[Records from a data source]
::::::

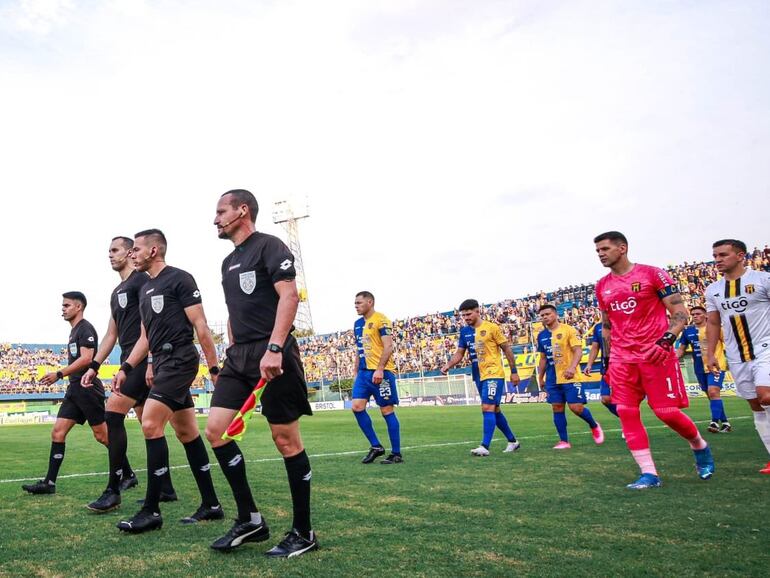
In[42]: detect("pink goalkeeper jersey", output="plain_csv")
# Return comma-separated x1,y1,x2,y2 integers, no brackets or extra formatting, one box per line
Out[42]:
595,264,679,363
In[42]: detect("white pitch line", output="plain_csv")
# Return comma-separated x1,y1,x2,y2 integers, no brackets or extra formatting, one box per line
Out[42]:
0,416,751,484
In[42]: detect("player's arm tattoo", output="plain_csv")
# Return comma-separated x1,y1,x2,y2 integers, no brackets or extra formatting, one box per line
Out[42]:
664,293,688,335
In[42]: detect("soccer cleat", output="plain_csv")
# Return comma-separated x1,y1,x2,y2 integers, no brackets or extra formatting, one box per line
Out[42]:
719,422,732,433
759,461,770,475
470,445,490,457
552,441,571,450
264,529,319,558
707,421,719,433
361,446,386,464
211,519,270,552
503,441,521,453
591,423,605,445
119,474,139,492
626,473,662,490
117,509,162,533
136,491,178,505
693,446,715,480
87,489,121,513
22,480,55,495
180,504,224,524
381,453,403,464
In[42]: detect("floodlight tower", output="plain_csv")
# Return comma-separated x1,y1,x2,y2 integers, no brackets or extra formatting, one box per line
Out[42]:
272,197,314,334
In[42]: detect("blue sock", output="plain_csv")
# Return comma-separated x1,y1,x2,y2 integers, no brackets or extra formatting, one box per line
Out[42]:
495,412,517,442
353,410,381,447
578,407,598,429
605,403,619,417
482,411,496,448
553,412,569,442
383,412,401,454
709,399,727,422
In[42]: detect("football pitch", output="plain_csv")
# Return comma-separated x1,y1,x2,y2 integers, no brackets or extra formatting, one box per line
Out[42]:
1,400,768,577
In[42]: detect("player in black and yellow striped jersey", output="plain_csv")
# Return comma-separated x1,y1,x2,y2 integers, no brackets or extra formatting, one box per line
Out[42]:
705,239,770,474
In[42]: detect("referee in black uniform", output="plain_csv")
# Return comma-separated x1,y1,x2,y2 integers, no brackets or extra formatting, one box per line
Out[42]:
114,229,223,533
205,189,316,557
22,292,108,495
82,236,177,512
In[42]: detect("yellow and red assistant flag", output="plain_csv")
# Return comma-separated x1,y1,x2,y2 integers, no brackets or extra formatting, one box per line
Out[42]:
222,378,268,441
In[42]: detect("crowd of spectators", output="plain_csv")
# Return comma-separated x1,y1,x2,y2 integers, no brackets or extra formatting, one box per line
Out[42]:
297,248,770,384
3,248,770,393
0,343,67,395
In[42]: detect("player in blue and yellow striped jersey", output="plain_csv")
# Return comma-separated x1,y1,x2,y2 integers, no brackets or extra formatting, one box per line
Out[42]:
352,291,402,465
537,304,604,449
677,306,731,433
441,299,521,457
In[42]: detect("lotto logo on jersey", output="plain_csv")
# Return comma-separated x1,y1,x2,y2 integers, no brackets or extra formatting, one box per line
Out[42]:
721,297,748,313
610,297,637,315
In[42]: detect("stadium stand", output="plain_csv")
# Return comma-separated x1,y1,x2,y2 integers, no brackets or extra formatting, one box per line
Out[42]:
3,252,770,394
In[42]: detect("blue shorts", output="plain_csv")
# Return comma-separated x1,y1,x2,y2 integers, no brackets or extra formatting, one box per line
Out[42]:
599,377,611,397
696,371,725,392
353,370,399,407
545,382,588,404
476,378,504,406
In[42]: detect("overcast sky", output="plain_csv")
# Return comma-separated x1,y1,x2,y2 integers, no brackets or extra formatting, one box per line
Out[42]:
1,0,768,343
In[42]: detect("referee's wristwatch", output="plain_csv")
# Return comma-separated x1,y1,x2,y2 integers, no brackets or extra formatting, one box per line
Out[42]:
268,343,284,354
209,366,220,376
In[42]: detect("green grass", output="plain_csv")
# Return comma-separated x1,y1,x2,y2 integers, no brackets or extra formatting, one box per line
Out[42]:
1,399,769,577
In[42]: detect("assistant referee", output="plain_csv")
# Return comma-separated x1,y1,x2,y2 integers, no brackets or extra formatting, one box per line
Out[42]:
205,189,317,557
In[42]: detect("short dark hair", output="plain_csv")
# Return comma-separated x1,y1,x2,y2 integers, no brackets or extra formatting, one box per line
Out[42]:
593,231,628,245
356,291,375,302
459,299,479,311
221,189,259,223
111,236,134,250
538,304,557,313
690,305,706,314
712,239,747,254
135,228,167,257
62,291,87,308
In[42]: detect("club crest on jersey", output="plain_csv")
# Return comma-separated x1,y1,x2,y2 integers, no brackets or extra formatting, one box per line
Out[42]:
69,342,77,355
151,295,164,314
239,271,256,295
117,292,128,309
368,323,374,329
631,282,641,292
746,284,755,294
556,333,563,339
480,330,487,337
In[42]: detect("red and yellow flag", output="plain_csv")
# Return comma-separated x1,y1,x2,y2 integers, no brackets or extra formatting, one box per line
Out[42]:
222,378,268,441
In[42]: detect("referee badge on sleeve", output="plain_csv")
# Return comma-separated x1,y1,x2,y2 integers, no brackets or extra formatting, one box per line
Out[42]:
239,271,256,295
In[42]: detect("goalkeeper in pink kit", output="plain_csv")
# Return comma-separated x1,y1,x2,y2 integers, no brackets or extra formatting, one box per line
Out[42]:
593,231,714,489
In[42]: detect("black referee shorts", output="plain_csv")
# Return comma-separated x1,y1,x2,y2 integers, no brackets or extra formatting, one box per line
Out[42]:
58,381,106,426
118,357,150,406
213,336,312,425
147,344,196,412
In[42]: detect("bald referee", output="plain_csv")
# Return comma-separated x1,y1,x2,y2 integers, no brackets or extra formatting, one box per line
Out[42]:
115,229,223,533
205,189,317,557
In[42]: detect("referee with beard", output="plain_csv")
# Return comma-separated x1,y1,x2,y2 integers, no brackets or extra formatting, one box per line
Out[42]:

::::::

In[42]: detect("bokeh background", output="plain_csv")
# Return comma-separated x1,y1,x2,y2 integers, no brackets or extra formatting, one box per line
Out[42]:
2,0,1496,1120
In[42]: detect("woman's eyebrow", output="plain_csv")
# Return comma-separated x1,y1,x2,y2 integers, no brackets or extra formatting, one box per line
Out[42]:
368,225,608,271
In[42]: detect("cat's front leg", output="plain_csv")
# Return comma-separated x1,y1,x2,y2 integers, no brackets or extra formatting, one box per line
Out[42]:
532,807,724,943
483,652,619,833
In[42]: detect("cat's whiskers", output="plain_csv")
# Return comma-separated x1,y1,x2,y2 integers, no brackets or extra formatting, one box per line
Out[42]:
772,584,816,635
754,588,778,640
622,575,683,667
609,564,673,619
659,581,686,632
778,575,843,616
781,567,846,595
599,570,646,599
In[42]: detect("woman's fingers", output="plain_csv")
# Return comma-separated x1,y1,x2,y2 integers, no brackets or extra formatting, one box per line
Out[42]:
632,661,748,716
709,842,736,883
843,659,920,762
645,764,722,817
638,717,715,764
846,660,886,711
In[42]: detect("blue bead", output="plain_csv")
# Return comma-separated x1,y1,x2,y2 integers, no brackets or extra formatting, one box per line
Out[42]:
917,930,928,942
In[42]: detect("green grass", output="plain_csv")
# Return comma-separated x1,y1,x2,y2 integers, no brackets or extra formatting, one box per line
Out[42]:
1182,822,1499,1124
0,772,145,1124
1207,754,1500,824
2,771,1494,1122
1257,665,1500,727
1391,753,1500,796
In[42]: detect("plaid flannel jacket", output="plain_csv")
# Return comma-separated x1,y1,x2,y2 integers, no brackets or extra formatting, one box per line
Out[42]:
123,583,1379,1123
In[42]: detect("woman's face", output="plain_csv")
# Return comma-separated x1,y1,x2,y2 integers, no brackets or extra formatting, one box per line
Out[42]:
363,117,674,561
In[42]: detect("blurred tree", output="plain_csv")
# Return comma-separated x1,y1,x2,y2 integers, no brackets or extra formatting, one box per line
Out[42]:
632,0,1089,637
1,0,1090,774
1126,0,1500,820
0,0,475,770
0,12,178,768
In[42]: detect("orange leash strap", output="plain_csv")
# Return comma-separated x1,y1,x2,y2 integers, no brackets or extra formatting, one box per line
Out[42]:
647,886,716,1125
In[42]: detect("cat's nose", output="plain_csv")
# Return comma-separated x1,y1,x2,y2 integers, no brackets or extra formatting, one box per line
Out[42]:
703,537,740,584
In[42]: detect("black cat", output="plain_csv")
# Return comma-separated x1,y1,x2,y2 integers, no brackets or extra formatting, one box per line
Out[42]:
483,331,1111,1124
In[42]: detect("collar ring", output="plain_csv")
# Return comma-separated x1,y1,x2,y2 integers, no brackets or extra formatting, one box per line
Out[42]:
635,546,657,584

::::::

Among the records, find each line where the word "referee" occurs, and copy it.

▸ **Response area**:
In[42]: detect("referee in black uniform", output="plain_csv")
In[42]: detect("referee's wristwatch", output="plain_csv")
In[42]: detect("assistant referee", output="plain_csv")
In[42]: detect("referee badge on sleeve", output="plain_csv")
In[42]: detect("black referee shorts", output="plain_csv")
In[42]: detect("bald referee", output="plain_csv")
In[42]: detect("referee with beard", output="plain_csv")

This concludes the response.